■ **PASSAGE CITÉ**:
Le désir d'adhésion exprimé par MV n'était guère choquant à considérer cette multitude de socialistes ou autres qui vont clairement à la soupe. Il est piquant de relever, par exemple, les appétences très prosaïques - redevenir ministre des Affaires étrangères - d'un Dominique de Villepin, laudateur sur le tard, dont la flamboyance à l'évidence a des ratés.

Pourtant la droite résiste, dans l'attente peut-être de la divine surprise d'un Premier ministre choisi dans son camp. Pour amadouer ou étouffer celui-ci ? Le président de la République, avant et depuis son élection, a en effet montré qu'il n'est pas maladroit dans la tactique et que la séduction rouée fait partie de ses atouts.

Par rapport à cette débandade clientéliste, le sort de Manuel Valls méritait en effet d'être traité avec mesure et justice. La décision de REM à son sujet va-t-elle lui permettre, s'il le désire, de se maintenir au sein du PS qui, annoncé mort assez régulièrement, a cependant par intermittences quelques soubresauts de vie ?

■ **EXERCICE 1**: Recopiez à l'identique le passage sur Manuel Valls, en commençant par « Pourtant la droite » et en allant jusqu'à « soubresauts de vie ? ».

■ **ENREGISTREMENTS FOURNIS**:
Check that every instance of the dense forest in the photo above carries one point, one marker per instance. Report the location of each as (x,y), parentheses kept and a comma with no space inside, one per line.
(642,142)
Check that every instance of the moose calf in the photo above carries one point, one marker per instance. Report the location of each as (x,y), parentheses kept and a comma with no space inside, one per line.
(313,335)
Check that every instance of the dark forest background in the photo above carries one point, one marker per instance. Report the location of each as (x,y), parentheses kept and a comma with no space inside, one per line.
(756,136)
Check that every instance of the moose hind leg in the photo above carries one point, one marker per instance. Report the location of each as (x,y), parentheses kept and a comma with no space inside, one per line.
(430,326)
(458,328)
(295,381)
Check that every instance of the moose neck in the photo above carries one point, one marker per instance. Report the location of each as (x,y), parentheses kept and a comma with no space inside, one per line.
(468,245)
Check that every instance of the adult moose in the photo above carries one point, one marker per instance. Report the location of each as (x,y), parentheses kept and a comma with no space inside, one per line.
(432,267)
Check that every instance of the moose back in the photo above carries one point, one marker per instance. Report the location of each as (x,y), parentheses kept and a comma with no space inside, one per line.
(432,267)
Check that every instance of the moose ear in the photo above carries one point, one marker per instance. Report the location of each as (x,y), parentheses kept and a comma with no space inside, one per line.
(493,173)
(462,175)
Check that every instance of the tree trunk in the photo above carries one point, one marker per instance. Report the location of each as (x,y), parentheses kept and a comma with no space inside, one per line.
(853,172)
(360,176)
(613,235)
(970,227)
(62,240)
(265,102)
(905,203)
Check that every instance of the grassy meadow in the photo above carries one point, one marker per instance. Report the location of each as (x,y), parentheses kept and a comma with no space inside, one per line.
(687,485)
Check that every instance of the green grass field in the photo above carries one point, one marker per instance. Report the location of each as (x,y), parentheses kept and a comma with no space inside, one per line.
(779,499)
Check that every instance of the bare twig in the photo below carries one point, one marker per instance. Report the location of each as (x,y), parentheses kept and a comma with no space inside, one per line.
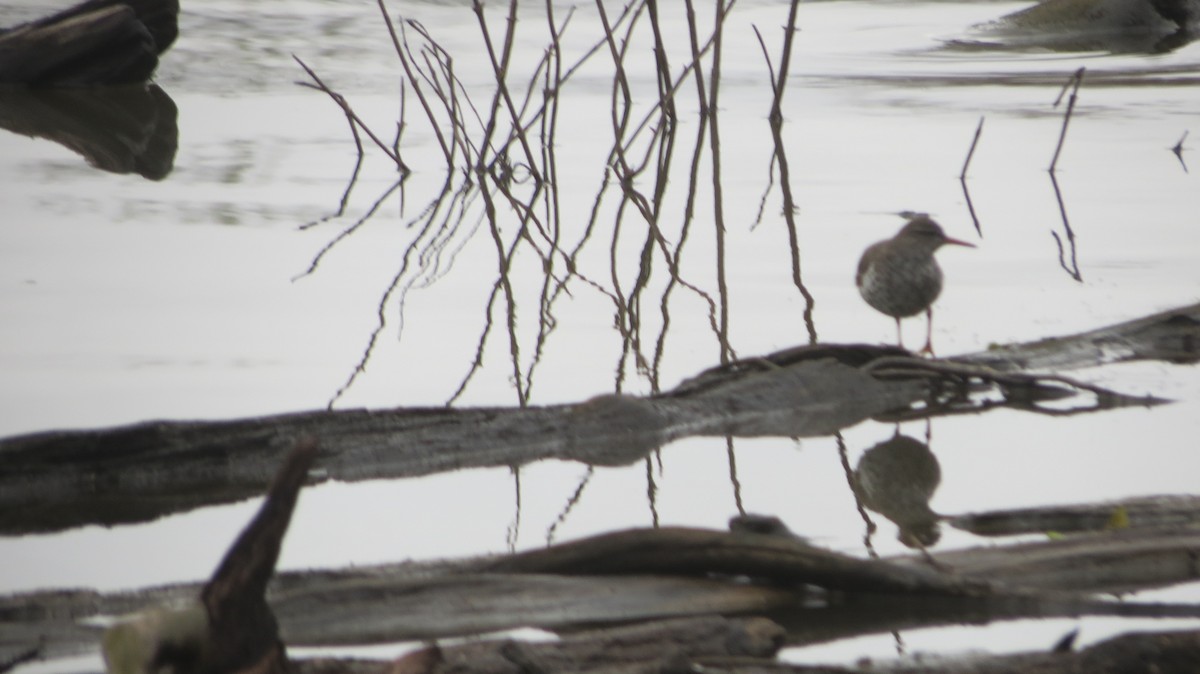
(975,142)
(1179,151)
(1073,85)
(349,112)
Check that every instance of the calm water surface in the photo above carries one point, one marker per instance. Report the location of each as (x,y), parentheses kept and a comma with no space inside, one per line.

...

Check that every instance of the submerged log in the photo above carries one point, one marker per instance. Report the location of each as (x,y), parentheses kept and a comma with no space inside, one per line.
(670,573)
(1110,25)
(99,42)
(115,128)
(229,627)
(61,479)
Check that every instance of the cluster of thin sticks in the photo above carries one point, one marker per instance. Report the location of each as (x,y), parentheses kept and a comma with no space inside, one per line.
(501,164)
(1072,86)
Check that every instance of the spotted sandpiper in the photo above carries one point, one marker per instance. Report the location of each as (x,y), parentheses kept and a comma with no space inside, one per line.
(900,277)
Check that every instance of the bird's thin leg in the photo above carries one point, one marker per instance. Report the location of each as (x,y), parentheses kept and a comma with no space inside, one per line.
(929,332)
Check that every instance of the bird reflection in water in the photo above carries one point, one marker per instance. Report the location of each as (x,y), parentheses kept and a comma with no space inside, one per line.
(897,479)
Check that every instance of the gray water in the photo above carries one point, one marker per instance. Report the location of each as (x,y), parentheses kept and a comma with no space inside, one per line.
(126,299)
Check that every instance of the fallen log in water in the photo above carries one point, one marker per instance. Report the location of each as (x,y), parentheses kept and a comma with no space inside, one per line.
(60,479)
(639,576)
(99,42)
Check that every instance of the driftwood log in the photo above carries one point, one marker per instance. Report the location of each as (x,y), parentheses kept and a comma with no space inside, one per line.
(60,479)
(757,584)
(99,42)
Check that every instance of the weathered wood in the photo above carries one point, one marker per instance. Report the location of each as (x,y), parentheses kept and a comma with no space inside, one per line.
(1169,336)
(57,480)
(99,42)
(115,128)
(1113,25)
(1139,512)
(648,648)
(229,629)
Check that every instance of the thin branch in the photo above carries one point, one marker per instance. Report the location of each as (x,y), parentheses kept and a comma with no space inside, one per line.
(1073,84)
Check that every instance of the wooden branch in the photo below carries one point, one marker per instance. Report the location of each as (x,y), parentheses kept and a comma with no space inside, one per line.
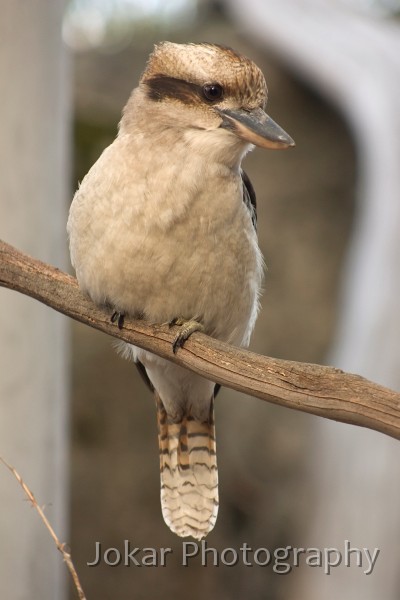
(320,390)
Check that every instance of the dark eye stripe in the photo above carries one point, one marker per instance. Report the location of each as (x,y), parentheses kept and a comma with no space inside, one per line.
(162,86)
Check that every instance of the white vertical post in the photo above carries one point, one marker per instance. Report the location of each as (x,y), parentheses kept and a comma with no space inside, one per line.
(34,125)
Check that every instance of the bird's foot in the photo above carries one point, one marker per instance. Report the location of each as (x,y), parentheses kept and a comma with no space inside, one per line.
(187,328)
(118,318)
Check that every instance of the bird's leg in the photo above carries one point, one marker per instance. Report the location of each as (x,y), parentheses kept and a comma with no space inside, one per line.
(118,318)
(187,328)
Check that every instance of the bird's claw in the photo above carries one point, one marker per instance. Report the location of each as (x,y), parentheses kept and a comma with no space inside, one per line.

■ **EXERCICE 2**: Sélectionnez chaque ligne des enregistrements qui contient la chaîne « foot », en tenant compte de la casse.

■ **RÉSULTAT 1**:
Pourtant la droite résiste, dans l'attente peut-être de la divine surprise d'un Premier ministre choisi dans son camp. Pour amadouer ou étouffer celui-ci ? Le président de la République, avant et depuis son élection, a en effet montré qu'il n'est pas maladroit dans la tactique et que la séduction rouée fait partie de ses atouts.

Par rapport à cette débandade clientéliste, le sort de Manuel Valls méritait en effet d'être traité avec mesure et justice. La décision de REM à son sujet va-t-elle lui permettre, s'il le désire, de se maintenir au sein du PS qui, annoncé mort assez régulièrement, a cependant par intermittences quelques soubresauts de vie ?

■ **RÉSULTAT 2**:
Check that every instance of the bird's foot in the photo above carries one point, one marker per instance. Report the location of each as (x,y), parentheses kept and a comma with no space inside, one per line.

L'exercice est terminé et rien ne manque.